* [What needs to be done]: In the pregnancy post below, give the passage starting with "Hi Geo, I could" and going on through "it was awful." again, swapping "morning sickness" for "nausea".

* [Excerpt]:
*** Begin section ***

Hi Geo, I could have written a lot of this post 28 weeks ago!
I found out I was pregnant and was completely shocked and terrified - I was not remotely excited and all I could think about what how I would lose my independence, had already lost a massive chunk of my identity, didn't know whether I had made a huge mistake getting pregnant in the first place, was confused about my social life now I could no longer drink etc, felt awful with morning sickness which never helps anything, was worried that my baby wouldn't love me or that I wouldn't love him - it was awful.
I sobbed and sobbed at my booking in appointment and it really was terrible - I felt pathetic and really, really depressed and frightened. The midwife asked me outright whether or not I wanted my baby and that was probably the first time I realised that as terrifying as the whole thing is and regardless of the state I was in, I wanted him more than anything and had done since the second the second blue line appeared and I realised he was coming along.

*** End section ***

* [Given records]:
*** Begin section ***

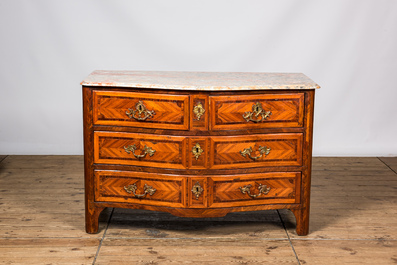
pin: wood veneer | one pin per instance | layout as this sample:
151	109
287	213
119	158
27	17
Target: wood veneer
220	171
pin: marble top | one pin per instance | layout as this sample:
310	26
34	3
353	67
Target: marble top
206	81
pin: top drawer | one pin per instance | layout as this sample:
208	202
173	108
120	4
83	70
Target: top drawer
257	111
141	110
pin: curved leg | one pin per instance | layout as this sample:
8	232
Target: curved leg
91	218
302	221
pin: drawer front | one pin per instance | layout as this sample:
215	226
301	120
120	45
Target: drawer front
256	151
138	187
141	110
255	189
257	111
140	150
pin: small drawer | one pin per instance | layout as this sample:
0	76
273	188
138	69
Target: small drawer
284	149
140	149
255	189
141	110
257	111
138	187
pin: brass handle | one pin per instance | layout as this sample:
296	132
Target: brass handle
147	190
263	189
197	151
146	149
197	190
140	113
262	150
257	110
198	110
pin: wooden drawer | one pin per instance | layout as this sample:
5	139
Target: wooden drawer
256	111
256	151
244	190
141	110
138	187
140	149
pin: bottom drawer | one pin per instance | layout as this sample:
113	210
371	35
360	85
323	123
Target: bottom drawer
255	189
140	188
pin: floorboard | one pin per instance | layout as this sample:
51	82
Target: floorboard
352	221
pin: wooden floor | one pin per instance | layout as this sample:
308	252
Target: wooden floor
353	221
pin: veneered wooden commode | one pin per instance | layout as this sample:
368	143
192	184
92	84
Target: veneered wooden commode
198	144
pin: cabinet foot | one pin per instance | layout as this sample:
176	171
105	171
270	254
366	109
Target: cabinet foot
91	219
302	221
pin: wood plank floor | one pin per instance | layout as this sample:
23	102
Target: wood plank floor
353	221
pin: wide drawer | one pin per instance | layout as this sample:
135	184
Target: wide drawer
139	149
256	151
256	111
138	187
141	110
255	189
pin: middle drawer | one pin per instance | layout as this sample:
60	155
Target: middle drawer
207	152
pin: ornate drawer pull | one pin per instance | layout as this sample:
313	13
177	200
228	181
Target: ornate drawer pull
197	190
147	190
262	150
256	111
140	113
263	189
146	149
197	151
198	110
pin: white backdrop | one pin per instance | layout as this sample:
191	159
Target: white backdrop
348	47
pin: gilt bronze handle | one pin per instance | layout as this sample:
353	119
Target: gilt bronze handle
146	150
263	189
147	190
197	150
258	112
197	190
199	110
140	113
262	150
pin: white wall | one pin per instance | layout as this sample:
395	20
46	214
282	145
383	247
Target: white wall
348	47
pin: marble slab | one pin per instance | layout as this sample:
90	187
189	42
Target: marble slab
205	81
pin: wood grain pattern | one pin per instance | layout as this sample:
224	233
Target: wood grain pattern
222	132
227	111
225	190
202	161
170	151
202	122
353	213
286	150
171	111
110	187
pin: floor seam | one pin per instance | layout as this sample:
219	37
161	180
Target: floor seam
103	237
289	239
387	165
3	159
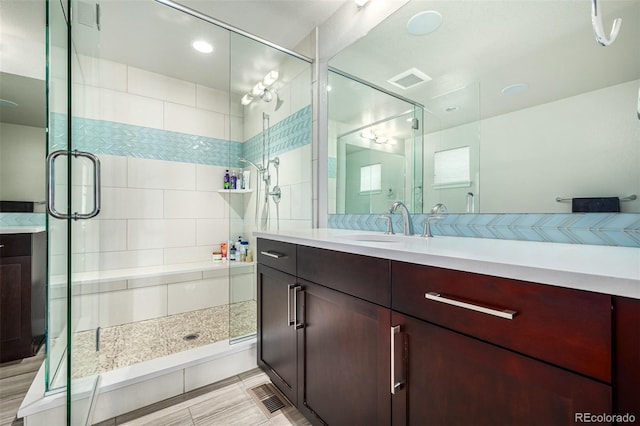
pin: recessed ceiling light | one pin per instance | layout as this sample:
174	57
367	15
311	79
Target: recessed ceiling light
424	22
514	89
8	104
202	46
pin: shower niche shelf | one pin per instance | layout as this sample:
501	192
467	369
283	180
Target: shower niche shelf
235	191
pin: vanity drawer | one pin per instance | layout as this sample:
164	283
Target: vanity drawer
15	245
569	328
361	276
278	255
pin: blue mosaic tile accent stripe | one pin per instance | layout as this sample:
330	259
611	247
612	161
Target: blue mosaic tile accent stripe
609	229
291	133
105	137
21	219
333	168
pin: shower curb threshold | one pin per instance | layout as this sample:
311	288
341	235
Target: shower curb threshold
38	401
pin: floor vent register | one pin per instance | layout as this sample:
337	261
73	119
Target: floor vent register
268	399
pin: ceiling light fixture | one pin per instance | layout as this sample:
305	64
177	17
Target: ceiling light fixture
8	104
515	89
263	90
202	46
372	137
425	22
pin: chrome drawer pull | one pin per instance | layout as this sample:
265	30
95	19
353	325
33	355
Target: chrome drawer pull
506	313
273	254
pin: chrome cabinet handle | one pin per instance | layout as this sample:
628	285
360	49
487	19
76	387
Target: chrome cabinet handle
290	287
292	308
273	254
437	297
51	185
395	385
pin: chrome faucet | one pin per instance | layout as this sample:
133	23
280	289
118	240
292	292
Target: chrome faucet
439	208
406	216
427	225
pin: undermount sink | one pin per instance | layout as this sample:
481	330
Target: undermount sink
377	238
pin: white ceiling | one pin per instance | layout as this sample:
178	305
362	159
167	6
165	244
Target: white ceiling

*** End section ***

* [Written solution]:
Hi Geo, I could have written a lot of this post 28 weeks ago!
I found out I was pregnant and was completely shocked and terrified - I was not remotely excited and all I could think about what how I would lose my independence, had already lost a massive chunk of my identity, didn't know whether I had made a huge mistake getting pregnant in the first place, was confused about my social life now I could no longer drink etc, felt awful with nausea which never helps anything, was worried that my baby wouldn't love me or that I wouldn't love him - it was awful.